Verilen Yönerge 1:
Kurban bayramı tatili yazısında anlatıcının kahvaltılarına yüklediği özelliklerin hepsini sırala.

Metin Parçası:
━━━━━━━━━━━━━━━━━━━━
Tatili böyle geçen varsa kapatsın. |
Bu sene kurban bayramı hepimize tamı tamına 9 gün oluverdi, e tabi millet durur mu? Bir yoğunluk bir yoğunluk, kaçar gibi gittik memleketlere hep. Hatta İstanbul'dan öyle bir kaçış olmuş ki (ben de geride kalanlardan duydum) bayram boyunca iğne atsan yere sesi falan duyulurmuş, o derece(+İstanbul'da yere düşen iğne sesi duyulması -Woooww!)
Şehirlerarası Yolculuğum yazımda da bahsettiğim üzere ben de gittim kuzularım, gittim de biraz perhize falan girerim, bakımlarım aksamaz falan dedim, hani bana cidden "tatil" olacaktı.(O yazıyı da tee telefondan yazdım SIRF SİZİN İÇİN) İndikten sonra gittim ben eve, e sonracığıma yapacağımız planın üzerinden geçtik. Ben de sürekli ohhh memleket gibisi yoktur tafralarındayım. Biraz müzik dinledikten sonra yattım. Kalkınca direk kilo verdiren, sağlığına sağlık katan ve aynı zamanda lezzetli, besleyici özellikleri de bulunan kahvaltılarla beslendim(sabah simidi falan değil öyle). Bol bol sıvı tükettim, her gün yaptığım düzenli yürüyüşüme de tempo artırarak orada devam ettim. Annem de nasıl gıpta ediyor böyle, ben de yürüyeceğim diyor. E hadi gel diyorum ama iyice mızmızlanıyor sonra, ayakbağı oluyor bana. Hani ben 1,5-2 saat yapıyorum eğer yaparsam da. Yaparken dikkat ediyorum sadece bacaklar ve karın çalışıyorum, sadece incelip sıkılaşmak için. Eğer bütün vücudumu çalıştırırsam allah muhafaza kaslanabilirim :( Ayyyy ne o öyle erkek gibi, ıyk.
Her gece de annem yattıktan sonra bir güzel filmlerimi izlemeye koyuldum. Tabi belli bir noktadan sonra yoruyor. Bir bardak su içip yatıyorum öylece, bide sık sık tuvaletim de geliyor, hani cidden yaptıklarımız işe yarıyor ki bu kadar sık.. Tamam tamam :D Darısı başınıza. Öptüm.
━━━━━━━━━━━━━━━━━━━━
Sağlanan Materyal:
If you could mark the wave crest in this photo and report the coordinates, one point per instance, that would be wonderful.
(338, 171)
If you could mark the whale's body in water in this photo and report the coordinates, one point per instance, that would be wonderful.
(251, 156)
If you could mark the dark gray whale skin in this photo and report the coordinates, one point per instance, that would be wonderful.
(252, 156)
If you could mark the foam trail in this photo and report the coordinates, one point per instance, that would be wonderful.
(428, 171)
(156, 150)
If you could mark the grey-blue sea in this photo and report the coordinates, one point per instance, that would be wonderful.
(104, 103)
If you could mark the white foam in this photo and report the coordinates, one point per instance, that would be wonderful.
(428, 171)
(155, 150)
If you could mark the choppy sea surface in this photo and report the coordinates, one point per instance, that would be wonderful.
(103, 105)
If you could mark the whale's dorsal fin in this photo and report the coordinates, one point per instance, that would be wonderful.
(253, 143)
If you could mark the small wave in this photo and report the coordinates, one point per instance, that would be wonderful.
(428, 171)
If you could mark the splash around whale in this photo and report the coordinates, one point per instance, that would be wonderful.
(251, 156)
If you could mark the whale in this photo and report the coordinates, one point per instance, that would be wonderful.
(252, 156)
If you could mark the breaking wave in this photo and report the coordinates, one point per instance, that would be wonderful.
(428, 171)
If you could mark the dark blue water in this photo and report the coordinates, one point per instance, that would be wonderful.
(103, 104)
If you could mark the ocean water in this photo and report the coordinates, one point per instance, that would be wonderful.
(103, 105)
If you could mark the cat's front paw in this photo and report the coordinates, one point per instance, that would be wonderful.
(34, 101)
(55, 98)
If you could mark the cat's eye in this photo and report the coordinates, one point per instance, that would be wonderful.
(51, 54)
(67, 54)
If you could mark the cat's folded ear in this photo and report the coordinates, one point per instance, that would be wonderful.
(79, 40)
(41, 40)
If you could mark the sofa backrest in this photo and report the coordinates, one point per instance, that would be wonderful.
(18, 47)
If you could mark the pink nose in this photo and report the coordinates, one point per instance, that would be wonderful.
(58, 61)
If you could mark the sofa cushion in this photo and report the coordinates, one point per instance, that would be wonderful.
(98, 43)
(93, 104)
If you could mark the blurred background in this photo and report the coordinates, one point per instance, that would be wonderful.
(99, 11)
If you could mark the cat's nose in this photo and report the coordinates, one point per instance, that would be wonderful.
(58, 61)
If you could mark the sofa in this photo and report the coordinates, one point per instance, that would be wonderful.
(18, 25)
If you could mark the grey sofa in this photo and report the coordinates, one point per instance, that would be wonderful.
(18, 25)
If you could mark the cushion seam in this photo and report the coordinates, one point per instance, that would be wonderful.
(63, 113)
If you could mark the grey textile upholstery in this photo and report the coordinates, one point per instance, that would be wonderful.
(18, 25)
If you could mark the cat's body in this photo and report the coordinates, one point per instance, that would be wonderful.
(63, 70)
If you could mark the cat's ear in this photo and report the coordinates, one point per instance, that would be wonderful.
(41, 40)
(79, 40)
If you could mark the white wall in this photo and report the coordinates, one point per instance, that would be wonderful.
━━━━━━━━━━━━━━━━━━━━
Verilen Yönerge 2:
Kayıtlarda "If you could mark the cushion" ifadesinin geçtiği satırdan başlayıp kayıtların sonuna kadar giden satırları yeniden yaz. Bunu yaparken "cat's" yerine "dog's" koy, gerisini olduğu gibi bırak.

Tam Çözüm 1:
- kilo verdiren
- sağlığına sağlık katan
- lezzetli
- besleyici

Tam Çözüm 2:
If you could mark the cushion seam in this photo and report the coordinates, one point per instance, that would be wonderful.
(63, 113)
If you could mark the grey textile upholstery in this photo and report the coordinates, one point per instance, that would be wonderful.
(18, 25)
If you could mark the dog's body in this photo and report the coordinates, one point per instance, that would be wonderful.
(63, 70)
If you could mark the dog's ear in this photo and report the coordinates, one point per instance, that would be wonderful.
(41, 40)
(79, 40)
If you could mark the white wall in this photo and report the coordinates, one point per instance, that would be wonderful.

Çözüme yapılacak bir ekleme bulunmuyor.